* **Problem details**:
Reproduce each entry below exactly as it appears.

------------------------------------------------------------

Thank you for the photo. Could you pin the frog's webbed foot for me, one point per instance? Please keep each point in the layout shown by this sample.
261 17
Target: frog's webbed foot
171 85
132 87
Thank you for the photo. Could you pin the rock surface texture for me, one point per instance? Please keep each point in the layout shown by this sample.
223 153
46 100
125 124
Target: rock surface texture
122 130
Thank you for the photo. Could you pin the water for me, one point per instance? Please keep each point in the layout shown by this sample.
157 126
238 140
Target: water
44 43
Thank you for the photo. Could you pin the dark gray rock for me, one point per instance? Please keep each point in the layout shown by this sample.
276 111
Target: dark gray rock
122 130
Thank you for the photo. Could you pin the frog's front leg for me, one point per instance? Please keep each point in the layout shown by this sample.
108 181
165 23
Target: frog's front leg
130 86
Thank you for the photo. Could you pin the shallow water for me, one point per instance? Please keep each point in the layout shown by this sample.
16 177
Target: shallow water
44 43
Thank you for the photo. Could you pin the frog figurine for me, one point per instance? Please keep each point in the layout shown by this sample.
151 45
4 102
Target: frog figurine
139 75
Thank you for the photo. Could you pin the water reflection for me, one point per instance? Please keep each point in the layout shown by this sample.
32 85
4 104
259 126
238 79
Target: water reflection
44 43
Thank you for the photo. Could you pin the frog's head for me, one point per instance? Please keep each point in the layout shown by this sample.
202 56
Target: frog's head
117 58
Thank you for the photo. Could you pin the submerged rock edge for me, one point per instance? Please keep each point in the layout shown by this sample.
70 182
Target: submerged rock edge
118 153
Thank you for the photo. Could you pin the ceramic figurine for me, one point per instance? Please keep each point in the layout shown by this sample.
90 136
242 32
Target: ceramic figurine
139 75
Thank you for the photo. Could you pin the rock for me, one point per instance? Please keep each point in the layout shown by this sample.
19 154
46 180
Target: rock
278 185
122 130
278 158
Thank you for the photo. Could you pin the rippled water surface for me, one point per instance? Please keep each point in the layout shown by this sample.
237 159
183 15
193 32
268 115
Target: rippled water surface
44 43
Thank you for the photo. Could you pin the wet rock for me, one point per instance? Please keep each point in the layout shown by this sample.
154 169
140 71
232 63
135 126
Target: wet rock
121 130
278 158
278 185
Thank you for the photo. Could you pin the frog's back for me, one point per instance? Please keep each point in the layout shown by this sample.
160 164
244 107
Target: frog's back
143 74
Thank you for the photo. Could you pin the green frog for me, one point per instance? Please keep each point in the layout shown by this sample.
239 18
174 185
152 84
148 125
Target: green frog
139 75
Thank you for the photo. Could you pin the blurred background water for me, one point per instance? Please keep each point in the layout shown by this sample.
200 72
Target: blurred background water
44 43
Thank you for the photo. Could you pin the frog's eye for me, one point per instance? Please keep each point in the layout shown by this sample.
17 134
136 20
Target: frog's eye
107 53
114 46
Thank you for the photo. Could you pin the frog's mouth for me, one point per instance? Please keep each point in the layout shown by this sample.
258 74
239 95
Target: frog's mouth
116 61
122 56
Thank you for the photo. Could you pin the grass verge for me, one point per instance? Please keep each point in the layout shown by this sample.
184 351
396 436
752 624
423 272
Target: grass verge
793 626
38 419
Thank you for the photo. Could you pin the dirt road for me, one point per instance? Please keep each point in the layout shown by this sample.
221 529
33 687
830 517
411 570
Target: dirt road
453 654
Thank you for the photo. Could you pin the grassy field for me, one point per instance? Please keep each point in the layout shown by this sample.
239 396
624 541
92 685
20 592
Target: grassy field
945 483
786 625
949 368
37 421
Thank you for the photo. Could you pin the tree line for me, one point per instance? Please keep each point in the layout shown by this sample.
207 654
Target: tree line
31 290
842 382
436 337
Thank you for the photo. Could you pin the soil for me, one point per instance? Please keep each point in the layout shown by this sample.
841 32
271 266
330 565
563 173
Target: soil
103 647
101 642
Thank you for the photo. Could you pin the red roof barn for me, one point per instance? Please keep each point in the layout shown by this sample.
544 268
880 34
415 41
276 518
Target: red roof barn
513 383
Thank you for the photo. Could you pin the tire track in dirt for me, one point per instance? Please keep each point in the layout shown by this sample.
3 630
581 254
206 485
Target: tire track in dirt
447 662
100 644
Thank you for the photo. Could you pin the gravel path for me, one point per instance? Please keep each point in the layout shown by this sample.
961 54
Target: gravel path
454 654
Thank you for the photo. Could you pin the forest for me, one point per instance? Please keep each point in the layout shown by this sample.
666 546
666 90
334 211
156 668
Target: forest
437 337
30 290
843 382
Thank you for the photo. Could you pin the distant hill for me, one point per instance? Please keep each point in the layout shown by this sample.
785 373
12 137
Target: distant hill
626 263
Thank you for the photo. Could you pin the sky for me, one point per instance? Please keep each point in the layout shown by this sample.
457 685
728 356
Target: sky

------------------------------------------------------------

* **Solution to the problem**:
Thank you for the photo. Could you pin the frog's webbed foot for me, one point per instance? Please keep each point in the layout shown by this sample.
261 17
Target: frog's webbed foot
171 85
132 87
Thank you for the photo. Could you pin the rock surface texture for me, one point per instance? Please keep each point in the layout shown by this sample.
223 153
46 100
125 124
Target: rock surface texture
122 130
Thank you for the photo. Could you pin the water for me, one point per instance? Please keep each point in the layout shown by this sample.
157 126
238 140
Target: water
44 43
Thank you for the photo. Could you pin the dark gray rock for me, one point per instance? Please keep each point in the layout shown by this sample.
276 111
Target: dark gray rock
122 130
Thank you for the photo. Could you pin the frog's front leg for me, one point per instance? Please keep each point in the layout shown by this sample.
108 181
165 23
Target: frog's front leg
130 86
Thank you for the photo. Could you pin the shallow water for me, one point per instance? Please keep each point in the layout shown by this sample.
16 177
Target: shallow water
44 43
Thank you for the photo. Could you pin the frog figurine for me, one point per instance? Please keep each point in the layout shown by this sample.
151 45
4 102
Target: frog figurine
139 75
Thank you for the photo. Could you pin the water reflection for me, one point per instance? Please keep each point in the layout shown by this sample.
32 85
4 104
259 126
238 79
Target: water reflection
44 43
Thank you for the photo. Could you pin the frog's head for me, one point per instance? Please keep each point in the layout shown by this sample.
202 56
Target: frog's head
117 58
Thank you for the photo. Could you pin the submerged rock edge for me, one point per instance? Please keep each point in the layout shown by this sample.
70 182
Target: submerged rock edge
118 153
Thank you for the photo. Could you pin the ceramic figurine for me, one point per instance? Please keep each point in the layout shown by this sample.
90 136
242 32
Target: ceramic figurine
139 75
Thank you for the photo. Could you pin the rock for me, one point per instance? Please keep each point in the layout shown by this sample.
19 154
46 180
Target: rock
278 185
122 130
278 158
Thank you for the photo. Could you pin the rippled water surface for me, one point per instance? Please keep each point in the layout shown by this sample.
237 159
183 15
193 32
268 115
Target: rippled water surface
44 43
Thank you for the photo. Could you pin the wet rock for me, one point per instance? Please keep each point in the layout shown by this sample.
154 169
140 71
232 63
135 126
Target: wet rock
121 130
278 158
278 185
Thank you for the photo. Could you pin the frog's back for me, one point per instance? Please keep each point in the layout shown by this sample.
160 164
244 107
Target: frog's back
143 74
Thank you for the photo. Could you pin the green frog for me, one point per instance? Please keep each point in the layout shown by this sample.
239 18
174 185
152 84
148 125
Target: green frog
139 75
Thank you for the photo. Could you pin the blurred background water for me, one point per instance? Please keep each point in the layout shown by this sample.
200 72
Target: blurred background water
44 43
Thank you for the photo. Could you pin the frog's eye for me, one point per instance? Please keep each point in the layout shown by this sample.
17 134
136 20
Target: frog's eye
107 53
114 46
Thank you for the photo. Could you pin the frog's mouth for me, one point per instance? Please keep each point in the layout shown by this sample.
258 74
239 95
Target: frog's mouth
116 61
122 56
Thank you for the photo. Could you pin the grass verge for me, one point per instance? Please keep each point in the layout shown by this sample.
184 351
396 436
752 624
423 272
Target: grass verge
793 626
38 419
Thank you for the photo. Could you pin the dirt road for me, one point per instance? Please keep each point in the layout shown by this sample.
221 529
33 687
830 517
411 570
Target: dirt road
453 654
Thank you for the photo. Could you pin the grassy field for me, one point per instance? Please keep each point in the layout shown by this sample.
239 396
624 541
92 685
20 592
Target: grassy field
945 483
786 625
949 368
37 421
Thank you for the photo. Could you pin the tree line for me, one point per instance? Please keep each point in the layout shown by this sample.
207 654
Target: tree line
31 290
842 382
436 337
Thank you for the photo. Could you pin the soil for me, one point per instance? Please keep each point in the layout shown by this sample.
841 32
271 266
330 565
563 173
Target: soil
103 647
101 642
Thank you for the photo. Could you pin the red roof barn for me, one point per instance? Please keep each point in the layout shown by this sample.
544 268
880 34
415 41
276 518
Target: red roof barn
513 383
Thank you for the photo. Could you pin the tire track in dirt for me, one point per instance? Please keep each point in the layout shown by this sample.
3 630
581 254
206 485
Target: tire track in dirt
447 662
100 644
Thank you for the photo. Could you pin the gravel path for me, one point per instance? Please keep each point in the layout shown by this sample.
961 54
Target: gravel path
454 654
Thank you for the photo. Could you pin the forest for me, one point per instance? Please keep each point in the layout shown by this sample.
666 546
666 90
334 211
156 668
Target: forest
437 337
30 290
843 382
Thank you for the photo. Could you pin the distant hill for me, one point per instance? Please keep each point in the layout shown by this sample.
785 373
12 137
Target: distant hill
626 263
Thank you for the photo. Could you pin the sky for me, one point per instance? Please keep each point in the layout shown by this sample.
457 685
728 356
Target: sky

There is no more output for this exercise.